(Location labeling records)
┄┄┄┄┄┄┄┄┄┄

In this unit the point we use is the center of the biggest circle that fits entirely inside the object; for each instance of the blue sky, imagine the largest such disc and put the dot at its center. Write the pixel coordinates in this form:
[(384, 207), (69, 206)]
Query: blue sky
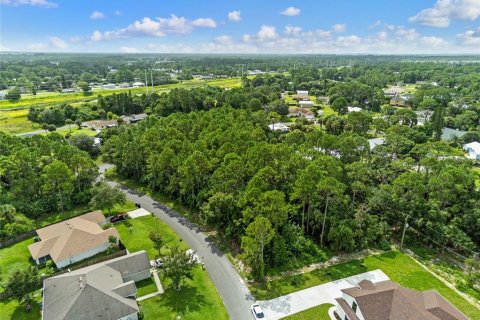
[(227, 26)]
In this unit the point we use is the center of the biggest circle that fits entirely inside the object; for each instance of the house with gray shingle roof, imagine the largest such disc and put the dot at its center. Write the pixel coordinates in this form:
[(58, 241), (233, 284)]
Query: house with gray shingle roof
[(388, 300), (105, 290)]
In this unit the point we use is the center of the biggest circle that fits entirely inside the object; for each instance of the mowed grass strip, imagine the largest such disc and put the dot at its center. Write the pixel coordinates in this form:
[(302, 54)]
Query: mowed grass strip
[(398, 266), (198, 299), (316, 313)]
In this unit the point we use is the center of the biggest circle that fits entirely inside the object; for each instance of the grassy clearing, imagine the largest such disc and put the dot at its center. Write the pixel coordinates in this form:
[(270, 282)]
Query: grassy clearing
[(16, 121), (136, 237), (50, 98), (316, 313), (11, 309), (398, 266), (198, 299), (74, 131), (15, 257), (145, 287), (78, 210)]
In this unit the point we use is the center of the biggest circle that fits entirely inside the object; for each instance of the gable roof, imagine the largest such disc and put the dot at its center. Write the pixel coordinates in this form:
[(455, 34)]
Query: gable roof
[(474, 146), (71, 237), (94, 292), (389, 300), (449, 133)]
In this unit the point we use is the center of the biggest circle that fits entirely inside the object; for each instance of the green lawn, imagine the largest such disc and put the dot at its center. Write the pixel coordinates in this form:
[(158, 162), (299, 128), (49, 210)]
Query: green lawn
[(398, 266), (316, 313), (16, 121), (197, 300), (136, 237), (11, 309), (146, 286), (14, 257), (74, 131), (55, 98)]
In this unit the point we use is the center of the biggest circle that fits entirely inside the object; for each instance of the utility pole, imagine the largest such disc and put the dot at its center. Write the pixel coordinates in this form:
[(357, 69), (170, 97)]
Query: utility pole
[(146, 81), (403, 234), (151, 78)]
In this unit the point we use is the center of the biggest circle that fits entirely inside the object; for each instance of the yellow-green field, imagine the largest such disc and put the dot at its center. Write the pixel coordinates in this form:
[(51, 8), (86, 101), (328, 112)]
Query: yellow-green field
[(15, 121), (49, 98)]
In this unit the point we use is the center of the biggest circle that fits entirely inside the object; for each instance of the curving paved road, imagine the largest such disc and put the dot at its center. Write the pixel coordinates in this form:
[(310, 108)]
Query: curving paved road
[(231, 287)]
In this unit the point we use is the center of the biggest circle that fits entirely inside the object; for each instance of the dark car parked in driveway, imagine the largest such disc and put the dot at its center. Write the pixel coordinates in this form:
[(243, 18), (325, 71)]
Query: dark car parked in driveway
[(117, 218)]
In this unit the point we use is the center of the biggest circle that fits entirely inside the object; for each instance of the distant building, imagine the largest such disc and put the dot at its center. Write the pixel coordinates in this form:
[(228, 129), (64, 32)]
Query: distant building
[(104, 290), (109, 86), (305, 104), (393, 91), (301, 112), (72, 240), (134, 118), (278, 127), (473, 150), (354, 109), (389, 300), (101, 124), (302, 93), (324, 99), (376, 142), (450, 134)]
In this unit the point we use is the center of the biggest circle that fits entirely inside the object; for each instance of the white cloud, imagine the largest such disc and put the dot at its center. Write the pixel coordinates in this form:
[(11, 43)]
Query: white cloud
[(158, 27), (128, 50), (58, 43), (97, 15), (348, 41), (290, 12), (382, 35), (406, 34), (292, 30), (444, 12), (204, 22), (223, 39), (267, 33), (38, 46), (433, 41), (96, 36), (4, 48), (234, 16), (470, 38), (339, 27), (35, 3)]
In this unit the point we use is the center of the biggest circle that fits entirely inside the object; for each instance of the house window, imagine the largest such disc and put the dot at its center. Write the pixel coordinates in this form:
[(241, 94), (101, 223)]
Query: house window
[(354, 306)]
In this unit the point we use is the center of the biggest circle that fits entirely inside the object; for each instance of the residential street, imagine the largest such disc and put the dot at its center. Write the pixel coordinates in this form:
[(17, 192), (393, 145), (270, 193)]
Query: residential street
[(325, 293), (231, 287)]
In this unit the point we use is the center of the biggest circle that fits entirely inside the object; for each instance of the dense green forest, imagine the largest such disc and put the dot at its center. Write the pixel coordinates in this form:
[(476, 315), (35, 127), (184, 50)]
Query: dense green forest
[(302, 195), (303, 187), (38, 176)]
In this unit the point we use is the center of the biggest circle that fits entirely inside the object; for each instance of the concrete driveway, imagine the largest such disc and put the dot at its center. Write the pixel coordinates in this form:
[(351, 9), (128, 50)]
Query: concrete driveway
[(232, 289), (325, 293)]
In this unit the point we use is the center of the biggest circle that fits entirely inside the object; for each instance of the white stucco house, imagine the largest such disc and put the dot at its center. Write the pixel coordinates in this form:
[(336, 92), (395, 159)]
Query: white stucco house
[(473, 150), (105, 290), (72, 240), (389, 300)]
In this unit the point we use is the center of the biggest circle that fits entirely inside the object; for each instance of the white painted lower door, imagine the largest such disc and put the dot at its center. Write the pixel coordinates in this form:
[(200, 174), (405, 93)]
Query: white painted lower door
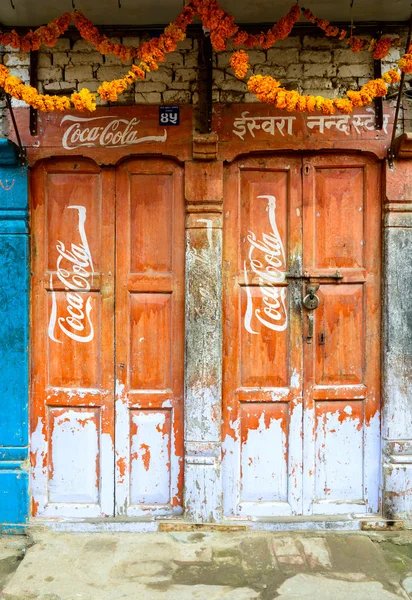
[(301, 385)]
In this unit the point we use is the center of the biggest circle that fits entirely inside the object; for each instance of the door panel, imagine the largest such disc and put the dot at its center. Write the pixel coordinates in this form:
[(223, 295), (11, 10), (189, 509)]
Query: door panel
[(295, 377), (341, 431), (262, 338), (149, 338), (72, 340)]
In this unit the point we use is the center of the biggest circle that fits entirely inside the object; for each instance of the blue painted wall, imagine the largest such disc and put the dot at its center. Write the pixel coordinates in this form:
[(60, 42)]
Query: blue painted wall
[(14, 344)]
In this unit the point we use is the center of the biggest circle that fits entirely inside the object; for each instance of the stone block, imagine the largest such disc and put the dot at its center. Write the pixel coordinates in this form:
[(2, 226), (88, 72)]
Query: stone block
[(292, 41), (163, 74), (110, 73), (287, 551), (60, 85), (177, 96), (62, 45), (347, 57), (294, 71), (276, 72), (149, 86), (218, 76), (80, 73), (332, 93), (45, 60), (256, 57), (90, 85), (179, 85), (60, 59), (186, 44), (16, 59), (251, 97), (316, 83), (114, 61), (133, 41), (191, 59), (322, 42), (282, 57), (174, 58), (227, 96), (86, 58), (316, 552), (223, 59), (82, 46), (316, 56), (233, 85), (355, 71), (321, 70), (148, 98), (185, 75)]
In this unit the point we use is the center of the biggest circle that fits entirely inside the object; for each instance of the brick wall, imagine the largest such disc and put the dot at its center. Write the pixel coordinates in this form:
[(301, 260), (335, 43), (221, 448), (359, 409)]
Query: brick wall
[(312, 65)]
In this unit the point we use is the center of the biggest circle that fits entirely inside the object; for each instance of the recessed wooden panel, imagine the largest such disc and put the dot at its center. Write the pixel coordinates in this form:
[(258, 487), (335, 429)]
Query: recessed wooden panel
[(340, 335), (339, 451), (150, 433), (264, 452), (263, 221), (264, 351), (339, 216), (151, 223), (73, 221), (150, 341), (74, 339), (73, 468)]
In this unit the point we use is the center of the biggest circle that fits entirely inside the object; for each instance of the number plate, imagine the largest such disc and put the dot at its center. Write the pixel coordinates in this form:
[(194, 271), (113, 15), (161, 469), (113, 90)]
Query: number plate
[(169, 116)]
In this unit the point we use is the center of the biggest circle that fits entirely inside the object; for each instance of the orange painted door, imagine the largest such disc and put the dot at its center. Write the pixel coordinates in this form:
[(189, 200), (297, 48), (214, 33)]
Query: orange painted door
[(149, 338), (72, 339), (262, 355), (107, 338), (301, 385), (342, 237)]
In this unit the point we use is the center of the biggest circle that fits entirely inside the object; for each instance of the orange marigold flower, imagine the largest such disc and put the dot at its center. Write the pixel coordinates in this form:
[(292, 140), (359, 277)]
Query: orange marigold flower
[(239, 61), (343, 105), (382, 48), (327, 107), (355, 98), (310, 103), (391, 76), (405, 63), (84, 100)]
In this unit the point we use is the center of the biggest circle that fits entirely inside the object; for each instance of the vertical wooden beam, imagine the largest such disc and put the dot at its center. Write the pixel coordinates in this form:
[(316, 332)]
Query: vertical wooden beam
[(203, 373)]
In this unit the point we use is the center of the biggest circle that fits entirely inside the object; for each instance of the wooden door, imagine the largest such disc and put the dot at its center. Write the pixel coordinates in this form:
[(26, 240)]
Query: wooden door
[(342, 237), (149, 338), (72, 339), (105, 330), (295, 377), (262, 368)]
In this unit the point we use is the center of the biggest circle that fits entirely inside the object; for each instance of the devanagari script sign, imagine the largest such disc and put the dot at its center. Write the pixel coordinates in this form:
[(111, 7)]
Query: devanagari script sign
[(265, 123)]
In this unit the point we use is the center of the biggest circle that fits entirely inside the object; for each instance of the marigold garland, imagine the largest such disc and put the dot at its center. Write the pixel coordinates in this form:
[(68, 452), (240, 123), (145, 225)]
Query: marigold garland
[(380, 48), (222, 28), (267, 89)]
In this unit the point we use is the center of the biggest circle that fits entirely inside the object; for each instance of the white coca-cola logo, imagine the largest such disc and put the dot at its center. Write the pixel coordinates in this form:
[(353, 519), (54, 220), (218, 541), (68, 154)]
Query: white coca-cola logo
[(74, 268), (109, 132), (266, 261)]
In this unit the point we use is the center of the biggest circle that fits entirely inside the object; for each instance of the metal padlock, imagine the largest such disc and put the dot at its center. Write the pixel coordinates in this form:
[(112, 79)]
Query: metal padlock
[(311, 300)]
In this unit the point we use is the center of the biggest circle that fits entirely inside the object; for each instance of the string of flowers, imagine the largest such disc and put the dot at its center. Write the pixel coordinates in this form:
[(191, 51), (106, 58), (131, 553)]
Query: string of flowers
[(46, 34), (379, 48), (267, 89), (222, 30)]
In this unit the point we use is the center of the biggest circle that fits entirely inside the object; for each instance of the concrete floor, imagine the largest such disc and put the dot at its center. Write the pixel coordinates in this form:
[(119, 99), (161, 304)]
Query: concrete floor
[(207, 565)]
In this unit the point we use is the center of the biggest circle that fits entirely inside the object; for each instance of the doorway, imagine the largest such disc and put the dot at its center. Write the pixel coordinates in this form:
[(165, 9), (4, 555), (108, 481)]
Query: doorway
[(301, 328), (107, 338)]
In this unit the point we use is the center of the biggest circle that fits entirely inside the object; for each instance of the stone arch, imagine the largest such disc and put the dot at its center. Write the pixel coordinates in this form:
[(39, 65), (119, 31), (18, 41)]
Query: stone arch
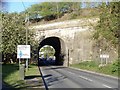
[(59, 45)]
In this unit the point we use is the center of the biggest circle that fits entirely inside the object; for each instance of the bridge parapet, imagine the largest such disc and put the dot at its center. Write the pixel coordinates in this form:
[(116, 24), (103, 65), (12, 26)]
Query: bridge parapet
[(67, 24)]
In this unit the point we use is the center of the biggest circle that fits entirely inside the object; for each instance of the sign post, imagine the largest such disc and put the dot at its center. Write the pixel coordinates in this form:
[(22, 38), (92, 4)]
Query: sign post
[(104, 57), (23, 51)]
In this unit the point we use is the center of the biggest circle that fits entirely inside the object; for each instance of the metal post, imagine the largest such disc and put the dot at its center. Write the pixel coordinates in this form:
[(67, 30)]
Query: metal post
[(68, 57), (19, 63)]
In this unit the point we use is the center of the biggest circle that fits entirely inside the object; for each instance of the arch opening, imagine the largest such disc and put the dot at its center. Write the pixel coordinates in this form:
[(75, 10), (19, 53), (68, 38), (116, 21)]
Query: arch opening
[(58, 47)]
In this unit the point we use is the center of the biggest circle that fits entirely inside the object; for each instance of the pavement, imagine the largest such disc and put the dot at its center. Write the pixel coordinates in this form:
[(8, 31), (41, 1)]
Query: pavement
[(63, 77)]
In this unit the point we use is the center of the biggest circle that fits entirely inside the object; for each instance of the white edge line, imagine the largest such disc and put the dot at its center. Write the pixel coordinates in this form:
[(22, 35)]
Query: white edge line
[(107, 86), (85, 78)]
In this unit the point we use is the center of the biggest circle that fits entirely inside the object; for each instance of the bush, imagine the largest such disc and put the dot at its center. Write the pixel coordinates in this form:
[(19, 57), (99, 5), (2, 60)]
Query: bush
[(115, 66)]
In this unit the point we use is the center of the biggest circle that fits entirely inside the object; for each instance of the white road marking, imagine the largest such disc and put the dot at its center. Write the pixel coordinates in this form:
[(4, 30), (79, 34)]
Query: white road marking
[(85, 78), (107, 86), (71, 73)]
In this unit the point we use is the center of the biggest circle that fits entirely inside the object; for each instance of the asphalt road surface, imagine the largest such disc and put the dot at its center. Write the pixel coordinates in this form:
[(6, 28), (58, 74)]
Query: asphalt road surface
[(63, 77)]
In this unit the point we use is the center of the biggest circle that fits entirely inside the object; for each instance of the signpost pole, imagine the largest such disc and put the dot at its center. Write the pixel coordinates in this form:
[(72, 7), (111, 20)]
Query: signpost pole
[(27, 41), (19, 63)]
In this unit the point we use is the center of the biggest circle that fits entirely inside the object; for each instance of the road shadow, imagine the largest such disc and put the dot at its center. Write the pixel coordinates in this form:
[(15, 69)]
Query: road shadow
[(58, 67), (32, 77)]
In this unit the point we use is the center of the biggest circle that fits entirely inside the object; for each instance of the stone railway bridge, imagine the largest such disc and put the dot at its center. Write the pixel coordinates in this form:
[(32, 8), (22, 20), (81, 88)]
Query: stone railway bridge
[(72, 40)]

┄┄┄┄┄┄┄┄┄┄

**What to produce:** Swap "number plate" for "address plaque" in the material starting at the line that contains "of the brick" and ending at the line that contains "63), (84, 100)]", and give those lines again with everything else unchanged.

**Problem solution:**
In this unit the point we use is the center of the biggest circle that fits entirely inside the object; for each instance of the brick wall, imagine the largest such disc and put the dot at its center. Write the pixel coordinates in this form:
[(301, 260), (335, 43), (221, 448), (359, 409)]
Query: brick wall
[(312, 65)]
In this unit the point we use is the center of the biggest circle that fits entirely inside the object; for each instance of the recessed wooden panel, imagine the largest such disc and put the dot at its center. Write the pixel coordinates in this form:
[(258, 487), (335, 429)]
Query: recessed wooden panel
[(340, 335), (339, 451), (150, 433), (264, 452), (263, 221), (264, 351), (339, 216), (151, 223), (73, 221), (150, 341), (74, 339), (73, 468)]
In this unit the point we use is the center of the biggest circle that fits entirely inside the object; for each instance of the address plaque, imagine the largest such disc and put the dot at its center. Write the pixel coordinates in this form:
[(194, 271), (113, 15), (161, 469), (113, 90)]
Query: address plaque
[(169, 116)]
In this unit the point we use is the center of the biggest circle that fits entirely inside the object; for each instance of the orange painted door, imagine the largest such disc and put the dot at its center. Write the pixel coordinates in this form:
[(189, 200), (297, 48), (214, 33)]
Query: orange painted door
[(149, 338), (72, 339), (262, 355), (107, 338), (301, 385), (342, 237)]
In this unit the point we use is the center of the biggest circle that fits entirely inside the object; for each instance of the orange marigold flower, imagine the largest such disc and put the dot at its center. Write the pixel coordinates in this form:
[(292, 140), (359, 277)]
Query: orange marigold flower
[(239, 61), (343, 105), (382, 48), (327, 107), (355, 98), (310, 103), (391, 76), (405, 63), (84, 100)]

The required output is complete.